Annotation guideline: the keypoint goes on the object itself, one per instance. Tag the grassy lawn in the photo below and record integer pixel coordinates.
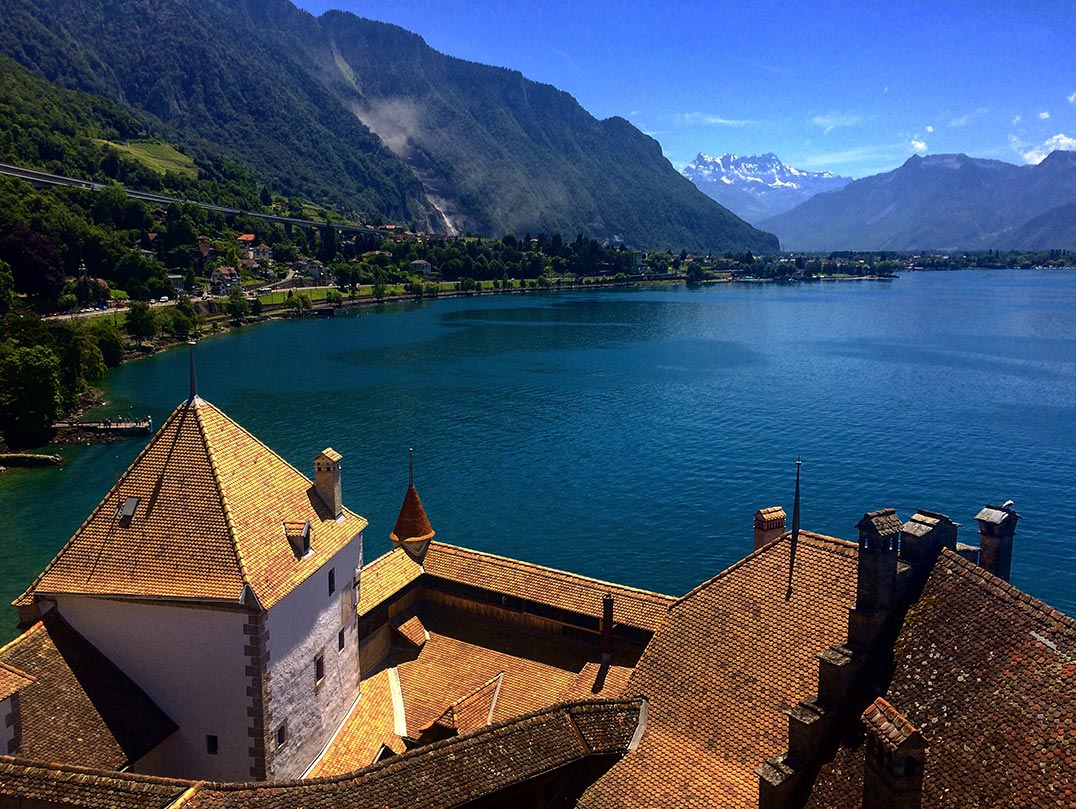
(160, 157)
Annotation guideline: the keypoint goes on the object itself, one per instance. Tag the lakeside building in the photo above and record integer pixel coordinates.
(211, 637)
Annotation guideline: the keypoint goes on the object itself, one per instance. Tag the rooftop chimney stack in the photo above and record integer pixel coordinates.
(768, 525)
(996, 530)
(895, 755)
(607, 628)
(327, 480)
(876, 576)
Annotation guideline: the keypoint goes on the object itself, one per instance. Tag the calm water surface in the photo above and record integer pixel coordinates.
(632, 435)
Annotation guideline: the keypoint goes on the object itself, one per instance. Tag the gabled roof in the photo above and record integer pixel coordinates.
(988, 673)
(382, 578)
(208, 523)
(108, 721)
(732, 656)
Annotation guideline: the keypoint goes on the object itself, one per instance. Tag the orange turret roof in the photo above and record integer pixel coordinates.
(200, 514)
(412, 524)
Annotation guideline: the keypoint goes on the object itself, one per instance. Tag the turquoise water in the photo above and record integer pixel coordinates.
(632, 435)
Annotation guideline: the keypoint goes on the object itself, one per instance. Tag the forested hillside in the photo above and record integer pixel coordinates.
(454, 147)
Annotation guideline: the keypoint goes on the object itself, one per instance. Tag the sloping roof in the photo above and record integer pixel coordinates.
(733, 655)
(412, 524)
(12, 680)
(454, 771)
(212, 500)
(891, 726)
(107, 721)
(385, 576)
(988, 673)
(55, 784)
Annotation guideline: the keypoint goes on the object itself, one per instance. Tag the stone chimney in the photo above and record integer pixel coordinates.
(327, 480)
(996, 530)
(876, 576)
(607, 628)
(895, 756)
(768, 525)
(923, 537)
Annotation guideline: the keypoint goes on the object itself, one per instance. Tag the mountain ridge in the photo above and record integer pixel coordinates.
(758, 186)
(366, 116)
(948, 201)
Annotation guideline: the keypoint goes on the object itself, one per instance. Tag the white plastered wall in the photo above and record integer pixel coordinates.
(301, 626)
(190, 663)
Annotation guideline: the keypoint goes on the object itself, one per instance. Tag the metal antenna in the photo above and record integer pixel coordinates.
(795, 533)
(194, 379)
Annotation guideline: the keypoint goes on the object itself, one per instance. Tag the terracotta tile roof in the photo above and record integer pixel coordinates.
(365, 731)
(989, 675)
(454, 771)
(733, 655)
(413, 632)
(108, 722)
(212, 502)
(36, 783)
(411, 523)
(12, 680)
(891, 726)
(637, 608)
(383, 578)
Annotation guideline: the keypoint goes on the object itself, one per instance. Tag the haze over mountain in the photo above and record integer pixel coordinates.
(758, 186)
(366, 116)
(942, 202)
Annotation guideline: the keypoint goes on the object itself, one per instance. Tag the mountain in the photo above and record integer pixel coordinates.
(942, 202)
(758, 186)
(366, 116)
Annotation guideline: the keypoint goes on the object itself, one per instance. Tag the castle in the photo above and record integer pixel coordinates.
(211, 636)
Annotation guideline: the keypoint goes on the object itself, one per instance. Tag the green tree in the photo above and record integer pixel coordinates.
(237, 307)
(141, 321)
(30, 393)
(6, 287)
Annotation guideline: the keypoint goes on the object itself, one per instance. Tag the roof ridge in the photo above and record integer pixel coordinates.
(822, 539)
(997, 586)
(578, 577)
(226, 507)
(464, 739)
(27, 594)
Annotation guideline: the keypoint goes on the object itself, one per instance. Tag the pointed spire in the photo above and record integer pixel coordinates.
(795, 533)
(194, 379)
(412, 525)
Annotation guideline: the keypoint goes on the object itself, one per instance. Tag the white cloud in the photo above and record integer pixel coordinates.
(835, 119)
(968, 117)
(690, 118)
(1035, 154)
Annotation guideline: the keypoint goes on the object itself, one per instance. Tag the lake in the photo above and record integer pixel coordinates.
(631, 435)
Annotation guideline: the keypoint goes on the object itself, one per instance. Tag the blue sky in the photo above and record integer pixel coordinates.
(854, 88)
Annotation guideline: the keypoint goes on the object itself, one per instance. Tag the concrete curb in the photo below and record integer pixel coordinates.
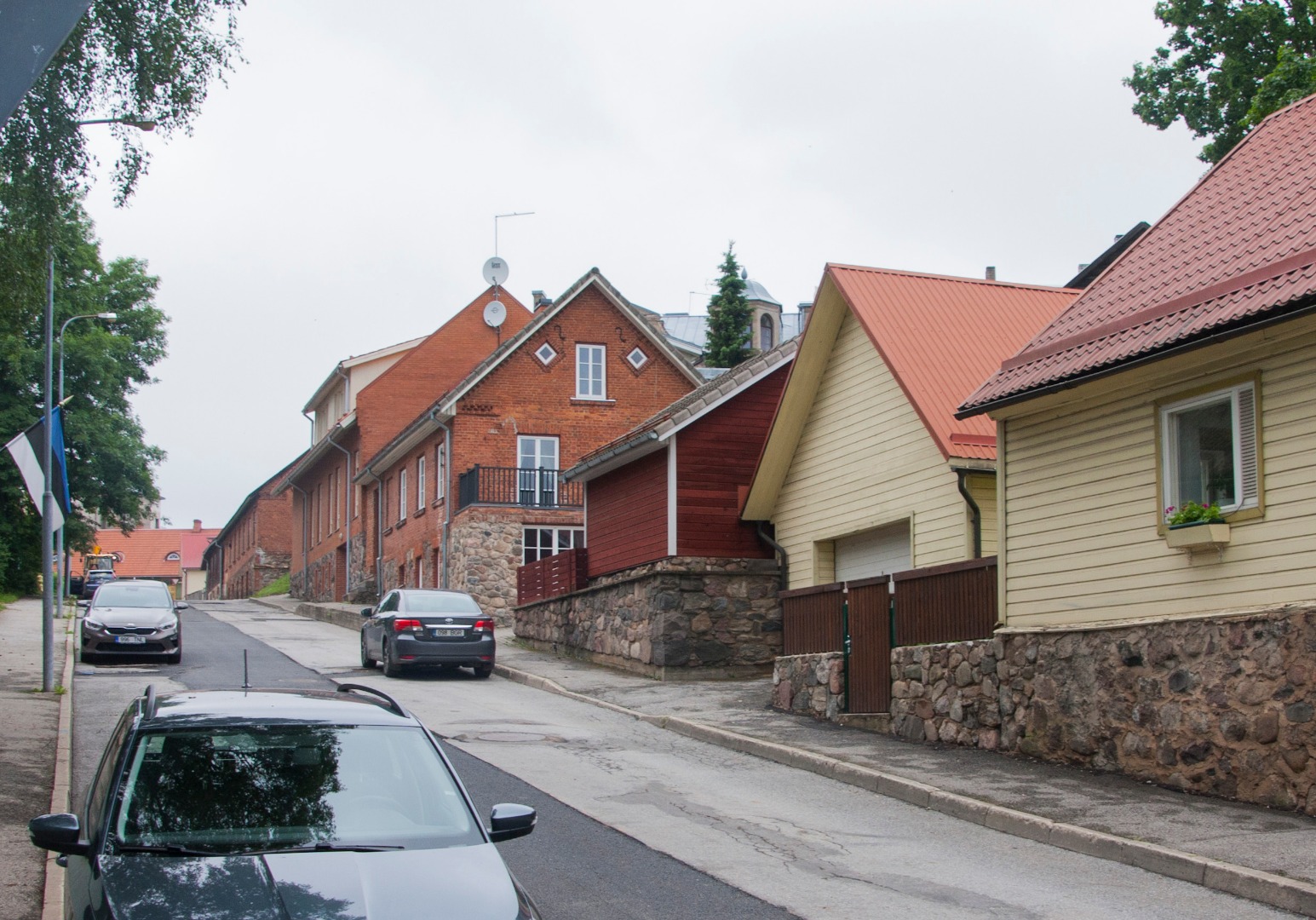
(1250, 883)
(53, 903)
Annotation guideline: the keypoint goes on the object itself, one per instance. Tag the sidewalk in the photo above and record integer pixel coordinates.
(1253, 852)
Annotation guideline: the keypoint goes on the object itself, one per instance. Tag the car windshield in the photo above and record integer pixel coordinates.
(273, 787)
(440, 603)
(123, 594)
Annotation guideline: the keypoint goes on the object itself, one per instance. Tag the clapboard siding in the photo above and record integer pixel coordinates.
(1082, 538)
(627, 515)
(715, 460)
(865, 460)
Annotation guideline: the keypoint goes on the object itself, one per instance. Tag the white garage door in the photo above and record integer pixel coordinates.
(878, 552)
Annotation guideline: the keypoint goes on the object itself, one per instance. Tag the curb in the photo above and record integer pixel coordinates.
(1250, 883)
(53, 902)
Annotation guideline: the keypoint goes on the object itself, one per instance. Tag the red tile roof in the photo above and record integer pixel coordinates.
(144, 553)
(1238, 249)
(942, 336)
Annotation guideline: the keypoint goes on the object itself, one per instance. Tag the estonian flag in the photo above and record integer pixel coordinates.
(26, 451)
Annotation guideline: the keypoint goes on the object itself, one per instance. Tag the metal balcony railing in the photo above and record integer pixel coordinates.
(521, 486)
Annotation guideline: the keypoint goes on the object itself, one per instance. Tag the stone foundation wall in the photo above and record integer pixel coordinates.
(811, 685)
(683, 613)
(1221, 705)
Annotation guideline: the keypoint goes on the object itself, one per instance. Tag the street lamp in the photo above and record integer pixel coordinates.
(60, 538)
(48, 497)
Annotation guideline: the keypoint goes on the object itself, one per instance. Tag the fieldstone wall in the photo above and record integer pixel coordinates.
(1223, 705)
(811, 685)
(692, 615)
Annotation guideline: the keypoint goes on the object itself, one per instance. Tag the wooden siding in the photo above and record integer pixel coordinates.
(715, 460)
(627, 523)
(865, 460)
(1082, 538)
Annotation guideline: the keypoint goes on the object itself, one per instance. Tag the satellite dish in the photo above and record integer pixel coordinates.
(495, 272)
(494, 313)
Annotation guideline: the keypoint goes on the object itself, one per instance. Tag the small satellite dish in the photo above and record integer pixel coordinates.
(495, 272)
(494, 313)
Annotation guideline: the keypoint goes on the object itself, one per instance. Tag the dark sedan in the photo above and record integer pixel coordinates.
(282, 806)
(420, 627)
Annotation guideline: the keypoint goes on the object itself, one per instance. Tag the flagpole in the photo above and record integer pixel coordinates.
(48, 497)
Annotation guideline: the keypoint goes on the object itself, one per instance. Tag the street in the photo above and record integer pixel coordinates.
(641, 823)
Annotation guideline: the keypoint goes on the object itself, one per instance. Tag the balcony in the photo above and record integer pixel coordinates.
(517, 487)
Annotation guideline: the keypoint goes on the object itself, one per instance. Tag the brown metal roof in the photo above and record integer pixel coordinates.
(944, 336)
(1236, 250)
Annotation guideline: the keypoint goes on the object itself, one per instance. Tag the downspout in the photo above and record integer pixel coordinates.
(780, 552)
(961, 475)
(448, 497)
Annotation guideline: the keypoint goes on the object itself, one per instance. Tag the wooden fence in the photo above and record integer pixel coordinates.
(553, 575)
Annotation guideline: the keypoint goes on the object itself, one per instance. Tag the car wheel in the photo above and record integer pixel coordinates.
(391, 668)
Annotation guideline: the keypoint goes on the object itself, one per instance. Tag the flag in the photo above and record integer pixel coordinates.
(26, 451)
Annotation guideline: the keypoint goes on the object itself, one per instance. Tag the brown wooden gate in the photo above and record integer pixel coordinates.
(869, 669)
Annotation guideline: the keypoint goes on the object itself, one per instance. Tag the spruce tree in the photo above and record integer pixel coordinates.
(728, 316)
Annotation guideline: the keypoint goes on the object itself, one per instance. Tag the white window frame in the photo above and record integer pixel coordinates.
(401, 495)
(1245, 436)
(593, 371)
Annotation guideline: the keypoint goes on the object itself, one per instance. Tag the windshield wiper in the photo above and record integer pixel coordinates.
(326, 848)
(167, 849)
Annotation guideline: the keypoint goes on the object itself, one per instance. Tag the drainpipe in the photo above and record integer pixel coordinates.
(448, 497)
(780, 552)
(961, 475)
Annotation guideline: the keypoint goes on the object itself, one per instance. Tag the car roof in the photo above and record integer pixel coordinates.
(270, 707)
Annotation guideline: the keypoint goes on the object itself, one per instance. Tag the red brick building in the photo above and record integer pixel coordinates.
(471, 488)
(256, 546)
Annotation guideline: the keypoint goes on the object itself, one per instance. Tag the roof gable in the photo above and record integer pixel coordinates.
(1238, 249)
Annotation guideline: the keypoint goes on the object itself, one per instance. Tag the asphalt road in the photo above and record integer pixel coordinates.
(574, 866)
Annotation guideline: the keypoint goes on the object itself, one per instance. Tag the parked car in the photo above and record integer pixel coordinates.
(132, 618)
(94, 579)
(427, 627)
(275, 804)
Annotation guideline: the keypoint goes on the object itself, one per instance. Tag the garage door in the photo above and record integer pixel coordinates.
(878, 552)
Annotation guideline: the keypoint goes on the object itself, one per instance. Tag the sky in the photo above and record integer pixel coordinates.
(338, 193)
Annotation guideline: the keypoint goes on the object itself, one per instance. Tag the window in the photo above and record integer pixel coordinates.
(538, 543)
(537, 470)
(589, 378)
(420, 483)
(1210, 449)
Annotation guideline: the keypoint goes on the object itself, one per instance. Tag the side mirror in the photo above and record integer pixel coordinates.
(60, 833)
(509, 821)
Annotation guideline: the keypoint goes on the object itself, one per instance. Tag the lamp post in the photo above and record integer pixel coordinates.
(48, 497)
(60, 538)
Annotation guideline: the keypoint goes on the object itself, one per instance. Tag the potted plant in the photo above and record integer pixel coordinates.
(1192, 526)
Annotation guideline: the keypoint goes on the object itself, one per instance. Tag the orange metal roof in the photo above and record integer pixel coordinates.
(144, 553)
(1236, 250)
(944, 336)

--

=== Exercise task ===
Take the line that contains "Tag the garage" and each line after it down to the last of the records, and retype them exactly; add nothing else.

=== Solution to this exercise ===
Annotation guideline: the keypoint goes on the object itself, one per instance. Tag the garage door in the photo above and record integer pixel coordinates.
(878, 552)
Annotation guideline: the keypoint goes on the object itself, one per instance. Tag the sky in the photo above and record integer pixel coordinates.
(338, 193)
Annotation guideline: the keypoint goes on the object itself, one per instance. Tag the window in the photo above and record integer pixel coordinates.
(538, 543)
(537, 470)
(589, 378)
(420, 483)
(1210, 449)
Annotation guideline: the keypoint goes on the object itself, one per instance. Tag the side mirror in the photo above and record integer pixel coordinates.
(60, 833)
(509, 821)
Annotation guideline: the keypoint goes on the object itself, one per instance. Tag the lamp post in the photo above and record integer pixel coordinates.
(48, 497)
(60, 538)
Annotation guideline: the keypoint goes on the object itself, one per instance. Tag the potted plant in the photo above and record integer pixel coordinates.
(1192, 526)
Annotation guideline: the keypoint goes on the object itself, one per instance. Tag the orange metal roof in the photo above and record integer pixel coordinates.
(144, 553)
(1236, 250)
(944, 336)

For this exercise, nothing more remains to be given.